Data extracted from a collection
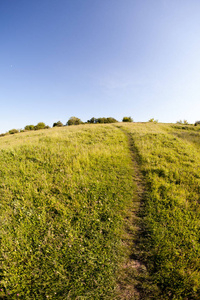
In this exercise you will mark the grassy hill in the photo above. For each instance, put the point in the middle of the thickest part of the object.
(71, 225)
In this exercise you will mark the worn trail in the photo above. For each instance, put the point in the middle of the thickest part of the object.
(133, 272)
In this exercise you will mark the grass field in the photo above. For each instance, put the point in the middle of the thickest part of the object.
(66, 194)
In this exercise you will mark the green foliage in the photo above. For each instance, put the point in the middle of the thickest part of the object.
(170, 242)
(29, 127)
(74, 121)
(58, 124)
(39, 126)
(92, 121)
(127, 119)
(152, 120)
(13, 131)
(102, 120)
(63, 199)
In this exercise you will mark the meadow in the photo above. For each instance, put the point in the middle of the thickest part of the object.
(66, 196)
(169, 159)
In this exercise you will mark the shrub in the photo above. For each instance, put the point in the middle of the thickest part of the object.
(58, 124)
(13, 131)
(127, 119)
(40, 125)
(74, 121)
(92, 121)
(106, 120)
(153, 120)
(29, 127)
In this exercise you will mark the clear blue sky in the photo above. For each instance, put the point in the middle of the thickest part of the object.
(101, 58)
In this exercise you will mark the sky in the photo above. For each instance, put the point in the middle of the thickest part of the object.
(99, 58)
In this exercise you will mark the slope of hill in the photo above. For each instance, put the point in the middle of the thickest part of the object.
(66, 195)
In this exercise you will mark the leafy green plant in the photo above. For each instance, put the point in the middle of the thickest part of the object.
(127, 119)
(74, 121)
(64, 194)
(13, 131)
(58, 124)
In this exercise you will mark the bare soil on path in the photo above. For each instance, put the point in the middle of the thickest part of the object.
(133, 280)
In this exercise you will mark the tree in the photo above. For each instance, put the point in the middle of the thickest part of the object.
(58, 124)
(153, 120)
(197, 123)
(13, 131)
(74, 121)
(29, 127)
(127, 119)
(40, 125)
(92, 121)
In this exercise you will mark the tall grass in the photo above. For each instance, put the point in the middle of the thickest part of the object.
(64, 193)
(171, 241)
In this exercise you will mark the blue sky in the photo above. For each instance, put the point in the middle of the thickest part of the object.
(101, 58)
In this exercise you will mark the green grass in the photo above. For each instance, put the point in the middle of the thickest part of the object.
(64, 195)
(170, 243)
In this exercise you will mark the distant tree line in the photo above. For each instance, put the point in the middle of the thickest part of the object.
(77, 121)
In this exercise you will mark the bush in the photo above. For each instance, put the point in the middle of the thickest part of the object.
(92, 121)
(58, 124)
(13, 131)
(153, 120)
(74, 121)
(29, 127)
(40, 125)
(106, 120)
(127, 119)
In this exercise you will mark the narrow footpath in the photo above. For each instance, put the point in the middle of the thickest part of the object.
(133, 273)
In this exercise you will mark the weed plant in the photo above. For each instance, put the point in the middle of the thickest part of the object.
(170, 245)
(64, 193)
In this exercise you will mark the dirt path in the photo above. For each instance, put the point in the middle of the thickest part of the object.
(133, 272)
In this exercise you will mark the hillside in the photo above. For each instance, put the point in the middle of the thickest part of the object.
(101, 212)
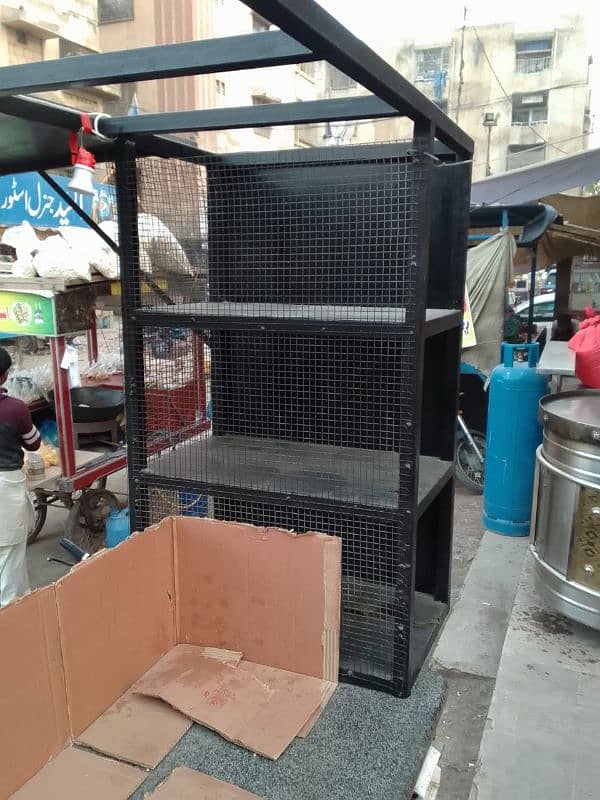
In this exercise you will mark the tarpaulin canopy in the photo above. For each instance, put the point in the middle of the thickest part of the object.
(529, 184)
(534, 218)
(489, 269)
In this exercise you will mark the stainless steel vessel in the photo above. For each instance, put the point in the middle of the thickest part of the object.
(565, 525)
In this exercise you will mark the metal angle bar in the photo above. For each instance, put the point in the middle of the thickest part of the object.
(36, 110)
(328, 154)
(267, 49)
(78, 210)
(258, 116)
(311, 25)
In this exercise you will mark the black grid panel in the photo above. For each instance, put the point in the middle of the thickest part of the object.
(291, 239)
(272, 344)
(376, 574)
(325, 417)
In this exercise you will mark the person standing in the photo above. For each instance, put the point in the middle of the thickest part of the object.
(17, 432)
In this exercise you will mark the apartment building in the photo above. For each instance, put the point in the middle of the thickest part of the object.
(38, 30)
(523, 96)
(136, 23)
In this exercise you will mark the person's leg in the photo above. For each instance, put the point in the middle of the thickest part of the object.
(14, 581)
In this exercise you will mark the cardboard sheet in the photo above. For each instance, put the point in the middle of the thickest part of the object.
(76, 774)
(137, 729)
(187, 784)
(269, 593)
(33, 705)
(117, 617)
(258, 707)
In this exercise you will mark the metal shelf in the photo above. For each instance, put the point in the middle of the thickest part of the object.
(350, 476)
(294, 316)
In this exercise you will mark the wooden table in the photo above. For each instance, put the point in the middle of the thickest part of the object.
(557, 359)
(47, 480)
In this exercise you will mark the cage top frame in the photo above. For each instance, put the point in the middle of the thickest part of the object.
(306, 33)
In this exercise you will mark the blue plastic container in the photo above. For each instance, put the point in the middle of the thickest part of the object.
(117, 526)
(513, 435)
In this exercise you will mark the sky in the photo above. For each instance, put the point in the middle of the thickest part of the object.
(381, 22)
(385, 24)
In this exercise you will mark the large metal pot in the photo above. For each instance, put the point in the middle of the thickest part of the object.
(565, 526)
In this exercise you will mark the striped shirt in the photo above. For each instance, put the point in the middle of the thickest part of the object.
(17, 431)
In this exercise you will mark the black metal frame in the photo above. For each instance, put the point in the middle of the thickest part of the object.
(440, 153)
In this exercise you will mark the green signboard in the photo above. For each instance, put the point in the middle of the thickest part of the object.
(27, 313)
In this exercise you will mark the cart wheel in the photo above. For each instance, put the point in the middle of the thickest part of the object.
(41, 510)
(467, 467)
(87, 517)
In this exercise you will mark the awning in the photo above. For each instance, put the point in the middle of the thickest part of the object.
(528, 184)
(534, 218)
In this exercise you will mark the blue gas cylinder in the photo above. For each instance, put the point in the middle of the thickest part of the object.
(513, 435)
(117, 526)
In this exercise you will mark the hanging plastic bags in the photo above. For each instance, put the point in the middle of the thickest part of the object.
(586, 346)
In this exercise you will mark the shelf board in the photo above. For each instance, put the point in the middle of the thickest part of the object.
(295, 315)
(334, 475)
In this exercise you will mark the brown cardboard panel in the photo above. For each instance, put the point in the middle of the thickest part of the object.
(137, 729)
(258, 707)
(34, 723)
(269, 593)
(117, 617)
(187, 784)
(327, 690)
(76, 774)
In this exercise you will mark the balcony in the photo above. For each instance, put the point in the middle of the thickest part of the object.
(530, 65)
(29, 21)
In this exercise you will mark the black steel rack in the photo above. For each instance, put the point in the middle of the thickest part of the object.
(317, 294)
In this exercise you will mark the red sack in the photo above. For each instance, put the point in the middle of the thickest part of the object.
(586, 345)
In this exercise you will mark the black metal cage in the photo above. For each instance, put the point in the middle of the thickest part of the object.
(292, 319)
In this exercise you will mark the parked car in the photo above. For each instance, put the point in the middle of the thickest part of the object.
(543, 312)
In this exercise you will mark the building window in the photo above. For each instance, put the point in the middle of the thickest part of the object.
(66, 49)
(261, 100)
(259, 24)
(534, 55)
(523, 155)
(431, 63)
(114, 11)
(530, 108)
(338, 81)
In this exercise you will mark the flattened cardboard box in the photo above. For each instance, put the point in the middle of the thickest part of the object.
(71, 650)
(187, 784)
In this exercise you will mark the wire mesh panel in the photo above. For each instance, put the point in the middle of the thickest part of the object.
(288, 240)
(271, 321)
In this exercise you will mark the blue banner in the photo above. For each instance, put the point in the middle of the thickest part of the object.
(28, 197)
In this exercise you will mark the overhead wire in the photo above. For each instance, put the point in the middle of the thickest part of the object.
(506, 94)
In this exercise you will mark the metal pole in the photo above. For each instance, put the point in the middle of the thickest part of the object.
(531, 292)
(62, 403)
(488, 166)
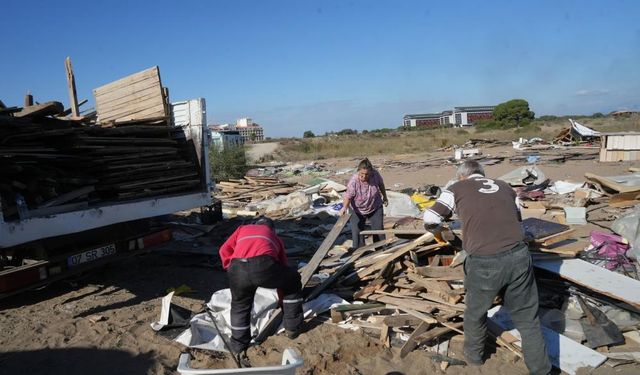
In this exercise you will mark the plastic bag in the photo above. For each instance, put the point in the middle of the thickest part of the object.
(629, 227)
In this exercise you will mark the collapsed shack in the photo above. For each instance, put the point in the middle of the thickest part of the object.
(407, 291)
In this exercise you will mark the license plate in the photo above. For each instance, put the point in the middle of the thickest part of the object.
(91, 255)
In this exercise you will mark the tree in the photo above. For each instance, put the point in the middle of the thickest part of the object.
(513, 113)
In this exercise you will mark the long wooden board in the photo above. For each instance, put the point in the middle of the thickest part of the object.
(136, 96)
(564, 353)
(596, 278)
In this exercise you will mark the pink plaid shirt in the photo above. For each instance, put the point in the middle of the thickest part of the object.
(365, 196)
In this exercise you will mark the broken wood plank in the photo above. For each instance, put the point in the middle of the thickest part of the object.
(427, 237)
(44, 109)
(411, 342)
(441, 272)
(436, 332)
(598, 279)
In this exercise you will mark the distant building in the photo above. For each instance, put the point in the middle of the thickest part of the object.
(458, 117)
(249, 131)
(222, 138)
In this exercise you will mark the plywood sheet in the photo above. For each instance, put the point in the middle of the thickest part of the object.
(596, 278)
(137, 96)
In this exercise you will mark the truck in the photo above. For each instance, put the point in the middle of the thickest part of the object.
(41, 246)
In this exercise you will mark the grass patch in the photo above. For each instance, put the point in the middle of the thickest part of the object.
(421, 140)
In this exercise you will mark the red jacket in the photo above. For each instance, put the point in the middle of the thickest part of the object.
(250, 241)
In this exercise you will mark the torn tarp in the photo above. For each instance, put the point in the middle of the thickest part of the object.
(203, 335)
(528, 175)
(172, 315)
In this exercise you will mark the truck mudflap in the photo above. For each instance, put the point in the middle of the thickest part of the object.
(17, 279)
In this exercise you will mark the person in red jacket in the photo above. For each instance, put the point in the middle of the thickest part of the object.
(254, 256)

**Problem description**
Print the lines from the one containing "In this exercise you will mark the person in" through the end of the lines, with both ends included, exactly as they appear.

**Finished answer**
In this exercise you will mark the person in red jacket in the photo above. For each instance, put the point in the middle of the thickest part of the object.
(254, 256)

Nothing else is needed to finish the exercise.